_TASK PROMPT_: Reproduce word for word the portion of the intro exercises text starting at "The Input Text" and ending at "device tags list.".

_EXTRACT TO READ_:
=-=-=-=-=

Intro Exercises

Hands-on exercises that apply the NLP pipeline concepts from the previous articles to a real piece of technical documentation - a ControlUp uninstallation guide. These exercises expose the practical strengths and weaknesses of each pipeline stage when operating on domain-specific IT text.

The Input Text

Both exercises process the same paragraph, which represents a typical procedural IT knowledge base article:

text = """
This article explains how to uninstall ControlUp for Apps.
Verify that the AppDXHelper.exe process is running on the machine you want to uninstall.
In ControlUp for Desktops, ensure the machine is assigned to a specific tag or device group.
This group should contain machines where ControlUp for Apps should not be installed.
Under ControlUp for Apps settings, verify that this tag is not included in the targeted device tags list.
Restart the ControlUp for Desktop service or reboot the machine and confirm that the AppDXHelper.exe process no longer appears in Task Manager.
"""

This text is a good test case because it contains product names (ControlUp), filenames (AppDXHelper.exe), Windows-specific terminology (Task Manager), and critical negation ("should not be installed") - all things that challenge a standard NLP pipeline.

=-=-=-=-=

_DATA EXCERPTS_:
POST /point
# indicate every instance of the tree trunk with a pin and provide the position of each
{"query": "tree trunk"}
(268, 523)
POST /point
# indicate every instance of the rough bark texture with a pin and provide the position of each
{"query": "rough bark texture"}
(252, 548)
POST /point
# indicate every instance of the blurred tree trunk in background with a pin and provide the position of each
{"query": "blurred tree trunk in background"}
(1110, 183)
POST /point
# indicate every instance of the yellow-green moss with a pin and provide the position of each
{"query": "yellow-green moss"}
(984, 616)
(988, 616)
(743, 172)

=-=-=-=-=

_RESULT_:
The Input Text

Both exercises process the same paragraph, which represents a typical procedural IT knowledge base article:

text = """
This article explains how to uninstall ControlUp for Apps.
Verify that the AppDXHelper.exe process is running on the machine you want to uninstall.
In ControlUp for Desktops, ensure the machine is assigned to a specific tag or device group.
This group should contain machines where ControlUp for Apps should not be installed.
Under ControlUp for Apps settings, verify that this tag is not included in the targeted device tags list.